---- DATA EXTRACT

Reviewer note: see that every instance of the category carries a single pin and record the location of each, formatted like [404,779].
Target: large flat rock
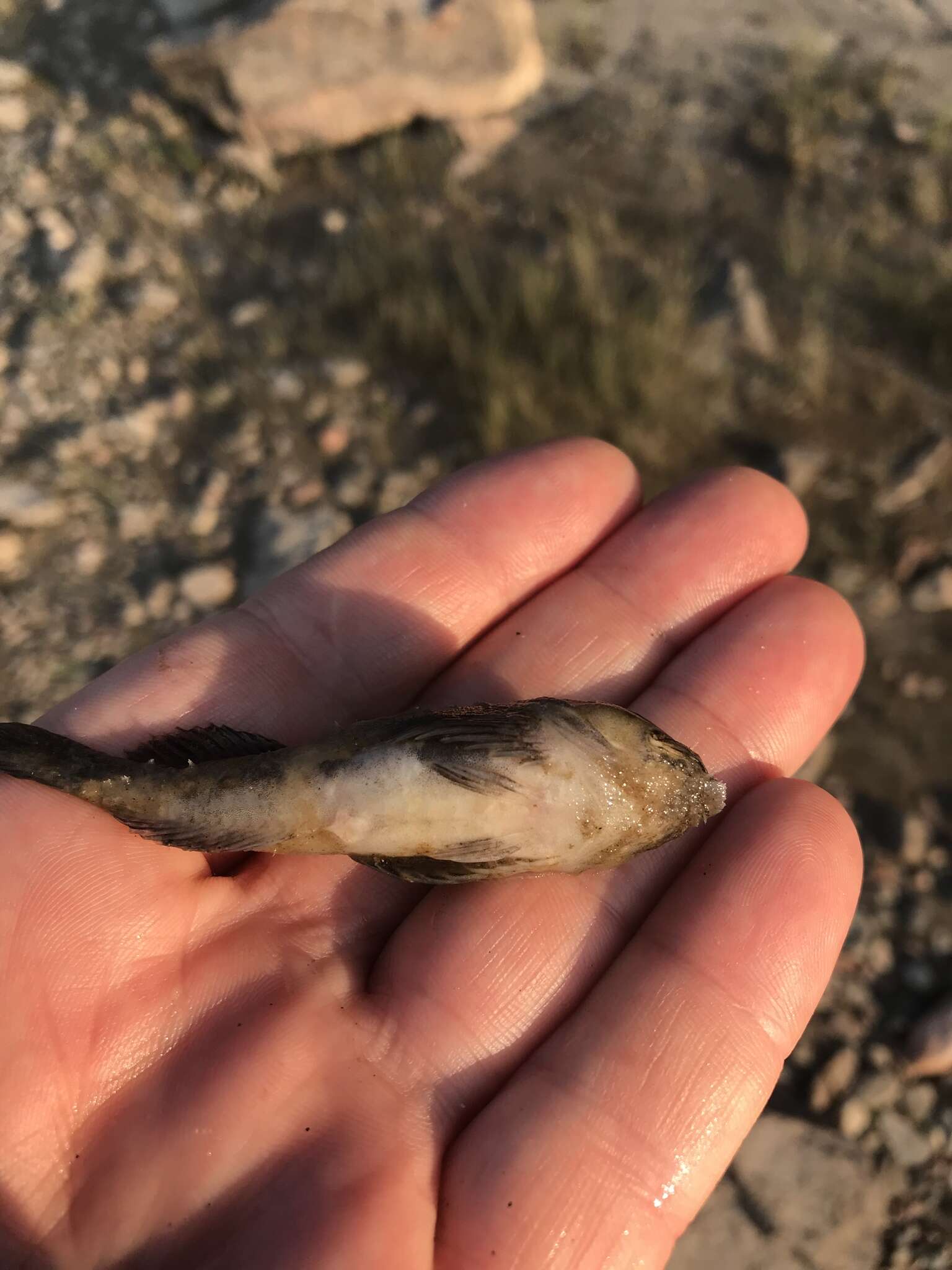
[299,73]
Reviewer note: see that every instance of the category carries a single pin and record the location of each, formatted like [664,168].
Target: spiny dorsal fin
[201,746]
[193,837]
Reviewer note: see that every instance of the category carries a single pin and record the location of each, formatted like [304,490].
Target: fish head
[666,785]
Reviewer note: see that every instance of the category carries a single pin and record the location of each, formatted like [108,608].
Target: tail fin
[37,755]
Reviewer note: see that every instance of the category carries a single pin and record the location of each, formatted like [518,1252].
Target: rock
[819,762]
[855,1118]
[298,73]
[287,385]
[307,492]
[346,373]
[920,1101]
[11,551]
[482,140]
[282,539]
[334,221]
[915,473]
[907,1146]
[334,438]
[139,521]
[29,508]
[183,13]
[879,956]
[248,313]
[796,1196]
[752,313]
[801,466]
[879,1055]
[917,838]
[89,558]
[14,113]
[87,270]
[834,1078]
[59,231]
[157,299]
[13,75]
[161,598]
[919,975]
[208,585]
[205,518]
[880,1090]
[932,593]
[930,1046]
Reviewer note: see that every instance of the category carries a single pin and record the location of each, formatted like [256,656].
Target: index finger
[363,626]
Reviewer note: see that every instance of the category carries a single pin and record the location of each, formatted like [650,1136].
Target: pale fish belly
[392,804]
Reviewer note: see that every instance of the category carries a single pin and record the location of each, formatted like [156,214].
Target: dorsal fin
[201,746]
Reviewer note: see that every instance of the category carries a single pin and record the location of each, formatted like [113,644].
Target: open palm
[302,1064]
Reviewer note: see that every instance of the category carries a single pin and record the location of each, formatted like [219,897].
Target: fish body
[454,796]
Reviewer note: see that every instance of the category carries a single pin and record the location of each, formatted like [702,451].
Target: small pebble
[334,221]
[87,270]
[917,836]
[919,975]
[89,557]
[59,231]
[248,313]
[14,115]
[834,1078]
[139,521]
[334,440]
[159,600]
[920,1101]
[157,299]
[347,373]
[11,551]
[287,386]
[29,508]
[855,1118]
[932,593]
[880,1090]
[906,1143]
[879,956]
[208,586]
[13,75]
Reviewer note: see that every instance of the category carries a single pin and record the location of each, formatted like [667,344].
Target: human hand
[307,1065]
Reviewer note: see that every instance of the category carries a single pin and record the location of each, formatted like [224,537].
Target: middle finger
[752,693]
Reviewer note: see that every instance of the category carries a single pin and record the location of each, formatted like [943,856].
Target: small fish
[431,797]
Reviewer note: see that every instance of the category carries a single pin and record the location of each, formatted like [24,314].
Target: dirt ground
[723,233]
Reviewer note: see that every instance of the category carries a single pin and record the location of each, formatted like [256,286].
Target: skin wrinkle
[729,741]
[334,666]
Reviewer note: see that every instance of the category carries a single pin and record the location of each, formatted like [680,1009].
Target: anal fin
[426,869]
[193,837]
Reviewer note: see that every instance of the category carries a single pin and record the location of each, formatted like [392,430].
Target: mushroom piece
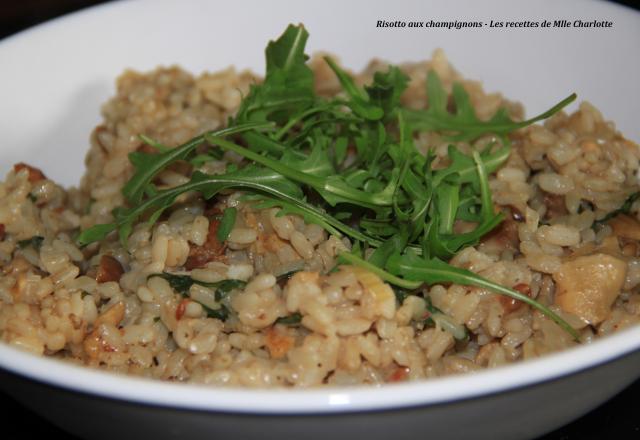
[588,286]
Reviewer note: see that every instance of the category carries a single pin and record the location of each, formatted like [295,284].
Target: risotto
[317,228]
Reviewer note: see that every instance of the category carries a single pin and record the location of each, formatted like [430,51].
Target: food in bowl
[313,228]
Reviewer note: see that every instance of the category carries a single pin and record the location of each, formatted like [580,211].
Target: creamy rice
[98,306]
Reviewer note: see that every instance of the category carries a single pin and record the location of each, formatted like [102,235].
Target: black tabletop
[616,419]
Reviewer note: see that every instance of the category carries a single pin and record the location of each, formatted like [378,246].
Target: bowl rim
[327,400]
[280,401]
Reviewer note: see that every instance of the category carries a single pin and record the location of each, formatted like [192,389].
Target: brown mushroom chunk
[109,269]
[588,286]
[35,174]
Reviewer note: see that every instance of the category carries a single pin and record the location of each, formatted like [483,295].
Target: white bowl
[54,77]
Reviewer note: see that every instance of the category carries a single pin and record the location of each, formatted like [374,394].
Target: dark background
[617,419]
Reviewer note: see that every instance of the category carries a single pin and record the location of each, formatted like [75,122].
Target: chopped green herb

--------

Leave the pictures out and reproduce each record exactly as written.

Reviewer note: see that every instance of the category carries a single pin and record the location of each, formatted like [404,779].
Target: large flat rock
[299,73]
Reviewer note: see that every instance of the category carries a single pin and record the location of each, formatted like [664,168].
Target: spiny dorsal fin
[201,746]
[193,837]
Reviewer note: see that every instance of the category carries a single pin and record the location of each, formatted like [304,490].
Target: fish head
[666,785]
Reviewer note: see that every instance of the category carries a single pin and record the location of each, formatted like [108,608].
Target: tail fin
[37,755]
Reviewer note: see that every instance of the category carries a single pin and record the location of each, formatted like [518,1252].
Target: rock
[819,762]
[855,1118]
[298,73]
[287,385]
[307,492]
[346,373]
[920,1101]
[11,551]
[482,140]
[282,539]
[334,221]
[915,473]
[907,1146]
[334,438]
[139,521]
[29,508]
[183,13]
[879,956]
[248,313]
[796,1196]
[752,313]
[801,466]
[879,1055]
[917,838]
[89,558]
[14,113]
[87,270]
[834,1078]
[59,231]
[157,299]
[13,75]
[161,598]
[919,975]
[208,585]
[205,518]
[880,1090]
[932,593]
[930,1046]
Reviewer note: see that every instance of the category carries a single pin and record the location of each, formatted like [256,656].
Target: index finger
[363,626]
Reviewer note: see that every instance of the category carries a single pin and record the location of each, formatted like [650,1136].
Target: pale fish belly
[392,804]
Reviewer note: see that every instance of the category carries a single pin and record the location of each, formatted like [156,214].
Target: dorsal fin
[201,746]
Reviewer note: see that every instance of the category carries a single pin and record the location of each, formatted like [113,644].
Target: open palm
[302,1064]
Reviewer note: see that every instance of the category carries a single pin and record the location of each, formatted like [219,897].
Target: fish body
[454,796]
Reviewer note: see that every instance of the category carries a single pin and record the location of each, formatted like [702,451].
Target: small pebble
[334,221]
[87,270]
[917,836]
[919,975]
[89,557]
[59,231]
[248,313]
[14,115]
[834,1078]
[139,521]
[334,440]
[159,600]
[920,1101]
[157,299]
[347,373]
[11,551]
[287,386]
[29,508]
[855,1118]
[932,593]
[880,1090]
[906,1143]
[879,956]
[208,586]
[13,75]
Reviewer note: see that every instance of the category carries a single pin and record the location of each, formatted like [667,344].
Target: human hand
[307,1065]
Reviewer note: see that every instance of the category carries a single pin and record the location of each, formatted like [224,537].
Target: middle finger
[752,693]
Reviewer note: see that every instance of the category carries a single pin and record the location of each, formatted like [943,856].
Target: small fish
[431,797]
Reviewer note: see that every instance of the category carries a single pin and record the location of each, formatted like [24,314].
Target: dirt ground
[723,233]
Reviewer note: see that every instance of the category carries a single pin and record the location of each, formatted like [256,286].
Target: skin wrinkle
[729,741]
[334,666]
Reviewer note: see that every instance of the category carries a single pin and record the location of each, formatted like [680,1009].
Target: anal fin
[426,869]
[193,837]
Reviewer note: see that every instance of the category carries a single pin and record the location of each, formatted like [392,430].
Target: mushroom piece
[588,286]
Reviewer note: see that every instance of the category carries a single pin and record the location of each, formatted like [295,284].
Target: risotto
[317,228]
Reviewer note: see that every instance of the category carries a single pin and record the location of each, formatted like [430,51].
Target: food in bowl
[313,228]
Reviewer note: see that every instance of the category carries a single pin and record the location of each, formatted like [580,211].
Target: creamy rice
[98,306]
Reviewer note: see that every instance of the category carries a single pin and record the location of each, formatted like [102,235].
Target: black tabletop
[616,419]
Reviewer note: see that every instance of the category carries a single pin and record the location of each, formatted like [378,246].
Target: bowl rim
[327,400]
[280,401]
Reviewer note: see that every instance of the category carries a single pin and record the location of each, formatted like [192,389].
Target: brown mushroom chunk
[109,269]
[588,286]
[35,174]
Reviewer note: see that every instance of the category carries a single pin and record the location of each, formatted like [483,295].
Target: white bowl
[54,77]
Reviewer note: see that every instance of the category carries a single pin and record the location of each, formatted like [374,394].
Target: dark background
[617,419]
Reviewer note: see that every instance of the category carries a single pin and record the location of each, formatted like [75,122].
Target: chopped green herb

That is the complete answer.